Reproduce the lines below verbatim, omitting any pictures.

┄┄┄┄┄┄┄┄┄┄

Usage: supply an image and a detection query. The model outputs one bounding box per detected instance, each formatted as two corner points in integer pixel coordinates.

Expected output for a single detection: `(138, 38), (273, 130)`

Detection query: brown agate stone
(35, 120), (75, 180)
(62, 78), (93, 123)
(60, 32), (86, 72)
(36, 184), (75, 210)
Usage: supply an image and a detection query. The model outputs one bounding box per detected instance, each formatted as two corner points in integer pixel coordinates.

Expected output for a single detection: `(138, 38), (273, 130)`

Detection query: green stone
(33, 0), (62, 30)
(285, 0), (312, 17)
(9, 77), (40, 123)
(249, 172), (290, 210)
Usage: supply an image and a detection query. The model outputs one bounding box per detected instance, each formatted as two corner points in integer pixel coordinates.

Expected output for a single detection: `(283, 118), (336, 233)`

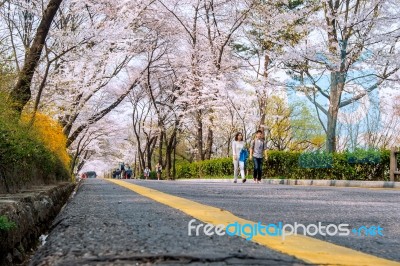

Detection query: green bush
(176, 150), (390, 180)
(0, 95), (70, 192)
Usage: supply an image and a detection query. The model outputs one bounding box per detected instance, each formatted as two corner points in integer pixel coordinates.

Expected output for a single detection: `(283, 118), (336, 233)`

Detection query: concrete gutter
(0, 183), (75, 265)
(176, 179), (400, 189)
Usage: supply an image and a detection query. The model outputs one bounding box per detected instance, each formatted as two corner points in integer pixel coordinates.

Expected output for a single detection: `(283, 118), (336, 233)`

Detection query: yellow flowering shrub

┄┄┄┄┄┄┄┄┄┄

» **RESPONSE BELOW**
Usage: supply an image and a detection query. The model outputs one bounding box per detected instance, each formatted as two corner points in integer pixel coordinates.

Expected output for a single detection: `(138, 38), (273, 130)`

Detection query: brown agate stone
(35, 120), (75, 180)
(62, 78), (93, 123)
(60, 32), (86, 72)
(36, 184), (75, 210)
Usage: supply an image and a detection query. The model outputs one bounding box per detected instance, each formatted as two corner points in integer pixel coordinates.

Expected output for a single detection: `(138, 38), (273, 130)`

Detection query: green stone
(33, 0), (62, 30)
(285, 0), (312, 17)
(9, 77), (40, 123)
(249, 172), (290, 210)
Usage: supply an image and a detection query. The model outputs one bounding box per detected instance, each formatted as two corner points in integer pixel coordinates.

Expected output for a single detection: `(283, 118), (336, 233)`


Detection query: green bush
(176, 150), (390, 180)
(0, 95), (70, 192)
Usage: supply an image and a detection query. The model outputs one bounding box per detected instance, each formatted as two corner points in integer pixel coordinates.

Expected output for a single detection: `(283, 118), (336, 233)`

Detection query: concrete gutter
(0, 183), (75, 265)
(176, 179), (400, 189)
Usage: supply an image and a detection query. The model outputs one bounding box per detected instance, each formatted as two corner points in integer pixel coordinates.

Expected output for a single detection: `(283, 118), (336, 233)`

Detection query: yellow flowering shrub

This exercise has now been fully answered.